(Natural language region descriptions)

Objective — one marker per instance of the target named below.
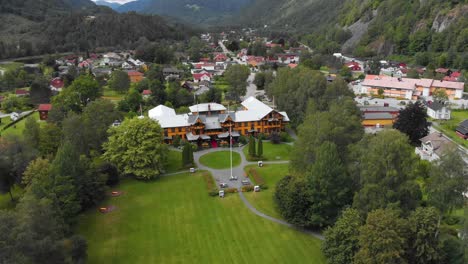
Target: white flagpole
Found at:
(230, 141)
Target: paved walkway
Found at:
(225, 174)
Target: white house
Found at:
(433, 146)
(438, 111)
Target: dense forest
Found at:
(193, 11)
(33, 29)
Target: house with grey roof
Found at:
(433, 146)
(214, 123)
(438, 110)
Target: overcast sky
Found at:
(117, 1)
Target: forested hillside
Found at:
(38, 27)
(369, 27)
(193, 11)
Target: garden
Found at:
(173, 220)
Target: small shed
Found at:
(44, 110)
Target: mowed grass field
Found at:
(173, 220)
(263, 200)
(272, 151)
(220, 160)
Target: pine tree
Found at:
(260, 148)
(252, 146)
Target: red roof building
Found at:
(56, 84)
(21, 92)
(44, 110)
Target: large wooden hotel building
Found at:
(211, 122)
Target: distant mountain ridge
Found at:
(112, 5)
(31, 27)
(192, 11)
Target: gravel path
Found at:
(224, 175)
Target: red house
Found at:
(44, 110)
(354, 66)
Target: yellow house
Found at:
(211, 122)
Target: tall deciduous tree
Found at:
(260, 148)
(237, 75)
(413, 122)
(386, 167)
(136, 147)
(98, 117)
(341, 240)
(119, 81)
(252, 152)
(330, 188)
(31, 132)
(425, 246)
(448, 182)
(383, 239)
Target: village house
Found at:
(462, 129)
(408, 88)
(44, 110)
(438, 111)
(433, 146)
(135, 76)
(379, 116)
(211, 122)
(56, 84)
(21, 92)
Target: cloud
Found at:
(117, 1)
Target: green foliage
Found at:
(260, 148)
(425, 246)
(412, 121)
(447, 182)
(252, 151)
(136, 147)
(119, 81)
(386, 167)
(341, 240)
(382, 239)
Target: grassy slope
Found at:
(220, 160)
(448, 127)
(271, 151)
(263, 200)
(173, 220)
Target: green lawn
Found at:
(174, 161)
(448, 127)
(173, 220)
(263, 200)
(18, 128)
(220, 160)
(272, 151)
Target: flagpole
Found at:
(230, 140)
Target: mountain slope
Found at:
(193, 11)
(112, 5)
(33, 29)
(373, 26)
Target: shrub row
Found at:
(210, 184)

---

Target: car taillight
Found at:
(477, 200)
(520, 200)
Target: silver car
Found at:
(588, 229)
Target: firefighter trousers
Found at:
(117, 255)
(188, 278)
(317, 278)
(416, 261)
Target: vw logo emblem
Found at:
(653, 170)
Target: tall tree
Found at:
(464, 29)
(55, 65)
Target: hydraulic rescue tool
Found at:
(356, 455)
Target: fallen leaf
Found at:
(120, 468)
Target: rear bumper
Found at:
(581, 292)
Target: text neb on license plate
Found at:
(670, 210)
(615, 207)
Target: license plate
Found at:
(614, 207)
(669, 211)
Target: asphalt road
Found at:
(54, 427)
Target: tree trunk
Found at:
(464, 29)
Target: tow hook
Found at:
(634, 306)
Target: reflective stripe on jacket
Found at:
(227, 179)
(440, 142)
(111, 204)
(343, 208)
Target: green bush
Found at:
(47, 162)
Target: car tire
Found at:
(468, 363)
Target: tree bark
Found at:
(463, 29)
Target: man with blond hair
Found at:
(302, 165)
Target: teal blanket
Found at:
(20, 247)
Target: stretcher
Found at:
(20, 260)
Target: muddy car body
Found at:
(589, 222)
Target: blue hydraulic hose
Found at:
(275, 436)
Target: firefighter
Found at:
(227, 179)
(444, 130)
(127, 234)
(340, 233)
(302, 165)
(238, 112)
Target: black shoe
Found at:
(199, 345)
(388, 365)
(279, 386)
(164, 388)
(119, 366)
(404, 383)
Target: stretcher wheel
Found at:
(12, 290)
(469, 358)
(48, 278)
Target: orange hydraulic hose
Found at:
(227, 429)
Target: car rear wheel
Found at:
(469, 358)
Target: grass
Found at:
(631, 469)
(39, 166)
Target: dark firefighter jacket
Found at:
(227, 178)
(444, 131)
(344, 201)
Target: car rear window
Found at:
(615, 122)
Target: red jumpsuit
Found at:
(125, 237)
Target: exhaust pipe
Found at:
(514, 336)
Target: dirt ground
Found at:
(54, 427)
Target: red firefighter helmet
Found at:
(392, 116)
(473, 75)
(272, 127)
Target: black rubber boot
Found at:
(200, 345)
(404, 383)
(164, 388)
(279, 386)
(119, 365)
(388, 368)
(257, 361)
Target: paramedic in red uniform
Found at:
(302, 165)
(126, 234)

...

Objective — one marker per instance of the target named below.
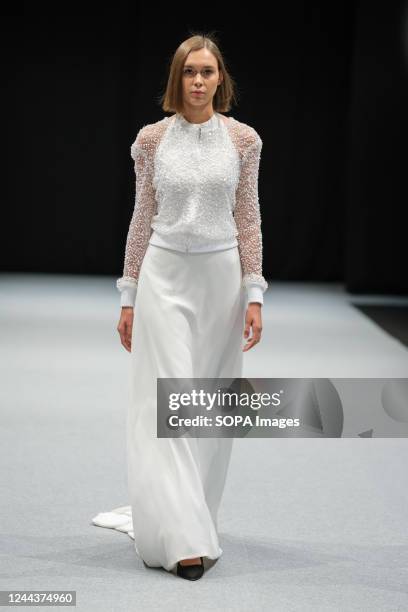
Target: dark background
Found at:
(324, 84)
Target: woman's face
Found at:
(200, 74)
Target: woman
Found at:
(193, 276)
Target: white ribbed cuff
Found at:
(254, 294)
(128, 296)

◆ About this exercise ◆
Search the entries for lines with the string "license", then report their number alone.

◆ Task solution ◆
2